- **SET OF TASKS**:
1 - In the opinion piece on the Indian Child Welfare Act, what was the justices' vote?
2 - Reproduce word for word the passage of the opinion piece on the Indian Child Welfare Act, starting with "The case was" and going on through "on these children.".
3 - Resume the opinion piece on the Indian Child Welfare Act after its last sentence.

- **EXTRACTED TEXT**:
☆ ☆ ☆ ☆ ☆

OPINION:
Last week, the Supreme Court issued a complicated 133-page opinion turning away challenges to the 1978 Indian Child Welfare Act, a federal law that deprives Native American children of the legal protections against abuse and neglect that children of other races enjoy.
The case was brought by a coalition of parents and state governments, which argued that the act violates the Constitution’s rule against race-based legislation and intrudes into matters entrusted to state officials rather than to Congress. But the justices held, 7-2, that neither the adults who seek to help at-risk “Indian children” nor the states that are legally obligated to protect them from harm have legal standing to challenge that law.
The ruling marks just the latest injustice inflicted on Native Americans by the federal government — done, as usual, in the name of “helping” them.
The Indian Child Welfare Act was created out of a laudable desire to halt policies that had, in earlier decades, encouraged officials to take children away from Native families and forcibly assimilate them into White society. Those policies inflicted terrible psychological harm on these children.
But rather than simply ending such practices, the 1978 law went further and established a separate set of rules to govern child welfare matters involving “Indian children,” a term the law defines to include children “eligible” for membership in a tribe, even if they aren’t members. Because every tribe bases “eligibility” solely on biological ancestry, this allows children to be deemed “Indian” even if they never become a tribal members and even if their last full-blooded Native ancestors lived centuries ago.

☆ ☆ ☆ ☆ ☆

- **EXTRACTED MATERIAL**:
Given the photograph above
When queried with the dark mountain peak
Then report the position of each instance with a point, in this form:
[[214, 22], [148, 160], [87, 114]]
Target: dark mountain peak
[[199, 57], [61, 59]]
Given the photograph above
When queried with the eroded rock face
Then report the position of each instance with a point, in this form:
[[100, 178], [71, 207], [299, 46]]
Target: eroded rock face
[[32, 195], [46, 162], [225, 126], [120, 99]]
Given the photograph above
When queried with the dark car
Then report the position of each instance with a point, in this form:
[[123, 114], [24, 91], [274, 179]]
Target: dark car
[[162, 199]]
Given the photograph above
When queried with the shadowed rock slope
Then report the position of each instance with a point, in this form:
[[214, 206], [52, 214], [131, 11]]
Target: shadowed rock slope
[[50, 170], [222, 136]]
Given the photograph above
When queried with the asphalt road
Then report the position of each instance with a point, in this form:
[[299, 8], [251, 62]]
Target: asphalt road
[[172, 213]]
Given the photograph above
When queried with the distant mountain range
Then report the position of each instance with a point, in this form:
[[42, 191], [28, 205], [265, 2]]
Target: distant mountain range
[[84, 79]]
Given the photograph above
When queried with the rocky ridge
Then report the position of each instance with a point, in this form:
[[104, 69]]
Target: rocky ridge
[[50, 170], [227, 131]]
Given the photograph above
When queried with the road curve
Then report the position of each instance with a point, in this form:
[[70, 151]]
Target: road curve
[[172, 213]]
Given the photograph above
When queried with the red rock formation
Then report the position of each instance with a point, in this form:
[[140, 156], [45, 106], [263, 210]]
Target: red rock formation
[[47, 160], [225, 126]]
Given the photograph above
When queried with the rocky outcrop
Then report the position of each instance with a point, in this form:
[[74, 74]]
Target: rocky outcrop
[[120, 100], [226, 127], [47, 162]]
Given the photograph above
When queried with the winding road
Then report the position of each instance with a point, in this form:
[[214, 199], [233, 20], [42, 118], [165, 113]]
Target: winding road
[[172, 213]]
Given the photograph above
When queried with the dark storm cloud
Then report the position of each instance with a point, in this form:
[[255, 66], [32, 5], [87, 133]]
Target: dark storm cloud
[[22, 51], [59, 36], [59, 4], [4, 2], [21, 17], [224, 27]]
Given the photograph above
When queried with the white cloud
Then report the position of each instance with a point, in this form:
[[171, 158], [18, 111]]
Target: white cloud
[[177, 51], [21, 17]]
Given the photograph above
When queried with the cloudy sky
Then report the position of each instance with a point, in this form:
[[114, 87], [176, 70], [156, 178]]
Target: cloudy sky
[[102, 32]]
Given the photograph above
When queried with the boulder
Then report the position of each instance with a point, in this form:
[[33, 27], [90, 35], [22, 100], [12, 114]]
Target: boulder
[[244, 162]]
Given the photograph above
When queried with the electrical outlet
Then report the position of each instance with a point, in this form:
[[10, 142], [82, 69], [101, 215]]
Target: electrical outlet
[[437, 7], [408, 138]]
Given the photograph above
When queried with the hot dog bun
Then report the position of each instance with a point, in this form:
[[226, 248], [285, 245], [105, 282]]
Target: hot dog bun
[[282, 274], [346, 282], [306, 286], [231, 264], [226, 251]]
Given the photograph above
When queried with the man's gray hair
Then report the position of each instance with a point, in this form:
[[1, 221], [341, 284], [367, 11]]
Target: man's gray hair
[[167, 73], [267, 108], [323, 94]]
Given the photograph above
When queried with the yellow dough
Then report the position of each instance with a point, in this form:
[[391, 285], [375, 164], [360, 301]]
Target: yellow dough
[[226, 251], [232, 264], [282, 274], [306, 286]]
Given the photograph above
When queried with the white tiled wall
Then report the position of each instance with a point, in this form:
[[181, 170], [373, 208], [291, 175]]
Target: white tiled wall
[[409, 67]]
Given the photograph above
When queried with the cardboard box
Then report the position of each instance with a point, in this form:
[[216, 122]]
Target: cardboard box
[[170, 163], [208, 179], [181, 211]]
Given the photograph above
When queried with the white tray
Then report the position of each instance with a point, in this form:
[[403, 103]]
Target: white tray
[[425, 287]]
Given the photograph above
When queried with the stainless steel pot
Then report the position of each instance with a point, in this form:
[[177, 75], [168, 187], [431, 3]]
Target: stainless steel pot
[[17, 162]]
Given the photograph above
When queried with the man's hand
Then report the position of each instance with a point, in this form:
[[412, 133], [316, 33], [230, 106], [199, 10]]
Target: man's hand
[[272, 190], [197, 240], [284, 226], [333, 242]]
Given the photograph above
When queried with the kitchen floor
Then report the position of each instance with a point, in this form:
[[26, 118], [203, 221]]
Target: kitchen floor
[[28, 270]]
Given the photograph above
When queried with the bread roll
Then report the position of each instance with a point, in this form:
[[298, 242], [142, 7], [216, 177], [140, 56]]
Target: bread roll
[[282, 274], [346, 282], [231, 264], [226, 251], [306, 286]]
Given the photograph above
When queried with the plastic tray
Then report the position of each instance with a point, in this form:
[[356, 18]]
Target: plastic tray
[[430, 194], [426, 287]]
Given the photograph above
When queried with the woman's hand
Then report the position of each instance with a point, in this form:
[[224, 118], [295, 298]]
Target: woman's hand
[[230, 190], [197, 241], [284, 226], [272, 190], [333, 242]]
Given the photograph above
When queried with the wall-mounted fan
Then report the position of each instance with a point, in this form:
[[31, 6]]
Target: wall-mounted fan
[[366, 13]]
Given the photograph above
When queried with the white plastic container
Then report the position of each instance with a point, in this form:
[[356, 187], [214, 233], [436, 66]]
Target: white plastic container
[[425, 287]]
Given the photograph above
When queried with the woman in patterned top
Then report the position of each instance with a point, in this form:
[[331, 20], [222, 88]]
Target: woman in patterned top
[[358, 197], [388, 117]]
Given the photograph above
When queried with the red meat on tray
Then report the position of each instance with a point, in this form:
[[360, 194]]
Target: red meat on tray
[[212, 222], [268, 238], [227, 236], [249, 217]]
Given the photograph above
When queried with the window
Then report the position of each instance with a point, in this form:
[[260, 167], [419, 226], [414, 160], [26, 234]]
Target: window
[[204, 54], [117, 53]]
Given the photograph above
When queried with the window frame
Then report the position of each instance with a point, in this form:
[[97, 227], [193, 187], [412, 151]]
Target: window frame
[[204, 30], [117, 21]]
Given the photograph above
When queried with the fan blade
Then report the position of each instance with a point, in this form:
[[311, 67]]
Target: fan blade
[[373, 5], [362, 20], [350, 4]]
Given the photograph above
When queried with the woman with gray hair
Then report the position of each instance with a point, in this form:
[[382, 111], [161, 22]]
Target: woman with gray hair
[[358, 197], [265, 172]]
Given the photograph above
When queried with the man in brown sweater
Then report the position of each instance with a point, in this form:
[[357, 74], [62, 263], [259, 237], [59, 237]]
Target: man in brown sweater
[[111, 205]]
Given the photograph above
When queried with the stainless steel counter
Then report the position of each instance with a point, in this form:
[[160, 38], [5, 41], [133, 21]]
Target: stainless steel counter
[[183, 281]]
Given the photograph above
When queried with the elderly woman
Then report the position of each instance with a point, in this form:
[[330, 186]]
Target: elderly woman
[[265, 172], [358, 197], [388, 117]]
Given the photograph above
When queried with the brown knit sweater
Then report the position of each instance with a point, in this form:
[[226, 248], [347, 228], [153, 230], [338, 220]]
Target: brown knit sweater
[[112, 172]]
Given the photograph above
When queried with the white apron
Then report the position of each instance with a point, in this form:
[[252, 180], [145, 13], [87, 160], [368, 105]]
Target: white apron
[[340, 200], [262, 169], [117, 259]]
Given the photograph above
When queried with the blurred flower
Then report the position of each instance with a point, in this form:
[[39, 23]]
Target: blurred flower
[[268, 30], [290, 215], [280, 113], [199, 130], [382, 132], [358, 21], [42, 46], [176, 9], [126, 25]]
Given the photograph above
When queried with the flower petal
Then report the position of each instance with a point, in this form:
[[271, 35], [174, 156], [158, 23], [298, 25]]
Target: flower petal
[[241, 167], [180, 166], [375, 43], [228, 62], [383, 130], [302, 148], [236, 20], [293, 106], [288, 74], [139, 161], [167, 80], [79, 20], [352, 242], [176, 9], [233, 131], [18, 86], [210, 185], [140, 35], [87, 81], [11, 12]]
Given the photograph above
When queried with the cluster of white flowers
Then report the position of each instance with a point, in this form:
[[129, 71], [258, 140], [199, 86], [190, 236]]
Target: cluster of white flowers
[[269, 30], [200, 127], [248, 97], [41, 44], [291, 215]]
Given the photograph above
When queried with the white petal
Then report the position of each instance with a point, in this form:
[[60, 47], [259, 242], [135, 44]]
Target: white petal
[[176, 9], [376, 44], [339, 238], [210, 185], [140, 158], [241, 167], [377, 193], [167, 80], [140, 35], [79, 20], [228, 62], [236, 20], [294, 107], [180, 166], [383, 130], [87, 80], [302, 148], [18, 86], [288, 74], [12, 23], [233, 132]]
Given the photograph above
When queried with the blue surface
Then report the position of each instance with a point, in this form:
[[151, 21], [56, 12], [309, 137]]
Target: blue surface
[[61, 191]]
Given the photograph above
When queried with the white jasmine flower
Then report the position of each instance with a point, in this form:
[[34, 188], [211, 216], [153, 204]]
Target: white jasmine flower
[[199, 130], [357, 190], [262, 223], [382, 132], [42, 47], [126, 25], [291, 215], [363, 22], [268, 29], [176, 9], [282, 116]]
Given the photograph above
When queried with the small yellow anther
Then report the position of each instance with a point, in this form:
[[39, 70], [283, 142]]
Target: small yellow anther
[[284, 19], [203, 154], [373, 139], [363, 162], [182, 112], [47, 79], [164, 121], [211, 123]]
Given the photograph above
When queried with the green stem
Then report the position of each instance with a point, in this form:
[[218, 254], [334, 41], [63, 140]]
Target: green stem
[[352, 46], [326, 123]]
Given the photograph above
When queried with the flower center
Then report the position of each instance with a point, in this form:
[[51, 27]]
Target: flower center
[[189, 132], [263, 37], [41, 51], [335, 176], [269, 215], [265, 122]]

☆ ☆ ☆ ☆ ☆

- **EXPECTED RESPONSES**:
1 - 7-2

2 -
The case was brought by a coalition of parents and state governments, which argued that the act violates the Constitution’s rule against race-based legislation and intrudes into matters entrusted to state officials rather than to Congress. But the justices held, 7-2, that neither the adults who seek to help at-risk “Indian children” nor the states that are legally obligated to protect them from harm have legal standing to challenge that law.
The ruling marks just the latest injustice inflicted on Native Americans by the federal government — done, as usual, in the name of “helping” them.
The Indian Child Welfare Act was created out of a laudable desire to halt policies that had, in earlier decades, encouraged officials to take children away from Native families and forcibly assimilate them into White society. Those policies inflicted terrible psychological harm on these children.

3 -
That matters because the rules this law imposes are actually less protective of the child than are the laws that apply to other children. The Indian Child Welfare Act overrides the ancient “best interests of the child” rule and imposes a provision called “active efforts,” which forces state child welfare officers to return abused Indian children to the families that have abused them — a rule that doesn’t apply to White, Black, Asian or Hispanic children. The result, in case after case, has been the preventable beating, molestation and murder of Native children whom state officials knew to be at risk.
What’s more, the law imposes race-based limits on foster care and adoption of American Indian children. These rules make it effectively illegal for non-Native families to open their hearts and homes to Native children — a race-based restriction that would violate federal law if imposed on any other race. And this color line applies even when Native parents themselves want their children adopted by non-Native families.
That’s what happened in the case before the Supreme Court. It involved a Texas child referred to in court documents as A.L.M. who was born to a Navajo mother and a Cherokee father. They were unable to care for him and chose the non-Native Brackeen family to adopt their boy. Had he been White, that would have been approved as a matter of course. But because he’s “Indian,” the Native-specific law allowed tribal politicians to veto his parents’ decision and order him sent to live on a reservation in another state with adults he had never met.
That not only violates his rights and the rights of both his parents and the Brackeens, but it also deprives Texas of its rightful authority to set the rules for adoption. Indeed, it imposes race-based limits that explicitly violate Texas state law.
In these and other ways, the Indian Child Welfare Act strips Native children of the legal protections that apply to children of other races. Yet in last week’s ruling, the justices turned a deaf ear to both constitutional principle and the suffering of Native children, holding that — for obscure technical reasons — neither the Brackeens nor state governments had legal standing to challenge the law’s cruel and unconstitutional provisions.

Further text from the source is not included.